GIVEN EXERCISE:
Please summarize the contour integral notes below in two sentences.

EXTRACT PROVIDED:
Today we discussed this integral $$ \oint_{|z|=10} \frac{1}{(z-1)(z-2)} dz $$ where the contour is a CCW (counter-clockwise) circle of radius $10$ (or any radius $R > 2$, that encloses $1,2$)

We used three methods to show that this is zero. Denote the integrand by $f(z)$, namely $f(z) = \frac{1}{(z-1)(z-2)}$.

We apply residue theorem, and computed $$ Res_{z=1} f(z) = \frac{1}{z-2}|_{z=1} = -1. $$ $$ Res_{z=2} f(z) = \frac{1}{z-1}|_{z=2} = 1. $$ Hence the result of the contour integral, denoted by $I$ is $$ I = (2 \pi i) [Res_{z=1} f(z) + Res_{z=2} f(z)] = 0 .$$

We can deform the contour $C$, as long as the integrand $f(z)$ when restricted to the contour remains a holomorphic function during the deformation. The resulting integral is invariant under the deformation.

Thus, we may change the circle $|z|=10$ to $|z|=R$, and let $R$ tends to $\infty$. Let $I_R$ be the integral on the contour $|z|=R$. We have two claims

• $I_R$ is independent of $R$. This is because the function $f(z)$ has no pole in the region swept out by the contour deformation, namely between $|z|=10$ and $|z|=R$.
• We have the following estimate of $|I_R|$.

$$ |I_R| \leq \oint_{|z|=R} | f(z) | |dz| \leq \oint_{|z|=R} \frac{1}{|z-1| |z-2| } |dz| $$ By triangle inequality for complex numbers, $$ |a| + |b| \geq |a+b| \geq | |a| - |b| |, $$ we have for any $z$ with $|z|=R > 10$ $$ |z-1| \geq |z|-1 = R-1 > 0, \quad |z-2| \geq |z|-2 = R - 2 > 0, $$ hence $$ \frac{1}{|z-1| |z-2| } \leq \frac{1}{(R-1)(R-2)} $$ on the contour $|z|=R$. Thus $$ \oint_{|z|=R} \frac{1}{|z-1| |z-2| } |dz| \leq \frac{1}{(R-1)(R-2)} \oint |dz| = \frac{1}{(R-1)(R-2)} (2\pi R) $$ To summarize, we have $$ 0 \leq |I_R| \leq \frac{2\pi R}{(R-1)(R-2)}. $$

GIVEN RECORDS:
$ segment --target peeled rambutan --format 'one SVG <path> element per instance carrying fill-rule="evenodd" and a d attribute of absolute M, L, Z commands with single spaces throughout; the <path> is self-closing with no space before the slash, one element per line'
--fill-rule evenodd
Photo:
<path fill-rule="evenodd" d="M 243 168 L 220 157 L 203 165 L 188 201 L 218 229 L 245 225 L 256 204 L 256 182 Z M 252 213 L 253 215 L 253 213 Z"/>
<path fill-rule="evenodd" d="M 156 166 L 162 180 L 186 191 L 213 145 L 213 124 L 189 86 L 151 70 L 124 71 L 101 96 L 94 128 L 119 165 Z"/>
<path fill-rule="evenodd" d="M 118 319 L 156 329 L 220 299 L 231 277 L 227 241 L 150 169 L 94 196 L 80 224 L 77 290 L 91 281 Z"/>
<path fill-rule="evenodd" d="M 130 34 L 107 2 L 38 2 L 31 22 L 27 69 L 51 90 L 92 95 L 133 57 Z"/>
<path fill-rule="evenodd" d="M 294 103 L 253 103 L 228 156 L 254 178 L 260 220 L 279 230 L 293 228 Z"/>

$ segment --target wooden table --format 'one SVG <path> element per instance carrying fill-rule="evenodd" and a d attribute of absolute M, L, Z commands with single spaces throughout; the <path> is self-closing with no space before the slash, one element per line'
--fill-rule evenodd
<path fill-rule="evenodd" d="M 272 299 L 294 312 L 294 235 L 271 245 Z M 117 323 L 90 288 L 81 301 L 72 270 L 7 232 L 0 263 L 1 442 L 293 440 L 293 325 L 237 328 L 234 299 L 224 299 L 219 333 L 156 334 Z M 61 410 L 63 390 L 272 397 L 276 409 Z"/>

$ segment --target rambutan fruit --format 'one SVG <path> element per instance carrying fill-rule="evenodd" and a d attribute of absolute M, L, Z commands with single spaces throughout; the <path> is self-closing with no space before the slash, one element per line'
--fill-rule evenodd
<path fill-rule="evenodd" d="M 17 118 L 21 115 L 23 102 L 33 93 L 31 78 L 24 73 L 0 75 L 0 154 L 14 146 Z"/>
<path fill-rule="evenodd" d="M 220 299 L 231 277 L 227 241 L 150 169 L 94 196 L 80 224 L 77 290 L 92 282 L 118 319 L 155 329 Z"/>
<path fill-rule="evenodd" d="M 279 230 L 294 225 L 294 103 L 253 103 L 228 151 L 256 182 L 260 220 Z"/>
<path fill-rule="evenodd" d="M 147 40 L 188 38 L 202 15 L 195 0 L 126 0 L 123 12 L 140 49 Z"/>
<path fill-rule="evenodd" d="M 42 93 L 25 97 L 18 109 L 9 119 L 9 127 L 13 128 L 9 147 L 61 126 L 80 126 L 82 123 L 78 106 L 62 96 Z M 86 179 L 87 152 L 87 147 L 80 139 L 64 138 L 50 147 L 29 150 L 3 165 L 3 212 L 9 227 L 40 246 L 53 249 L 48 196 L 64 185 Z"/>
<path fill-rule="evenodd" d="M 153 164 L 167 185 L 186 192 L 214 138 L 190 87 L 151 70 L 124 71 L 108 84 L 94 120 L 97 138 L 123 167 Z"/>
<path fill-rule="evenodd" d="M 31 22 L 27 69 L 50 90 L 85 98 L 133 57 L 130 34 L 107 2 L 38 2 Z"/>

ANSWER IN FULL:
The notes consider the integral of 1/((z-1)(z-2)) around a counter-clockwise circle of radius 10, or any radius greater than 2, and state that three methods were used to show it is zero. By the residue theorem the residues are -1 at z=1 and 1 at z=2, so the integral, 2πi times their sum, is zero; deforming the circle to radius R leaves the integral unchanged, and the triangle inequality bounds its absolute value by 2πR/((R-1)(R-2)).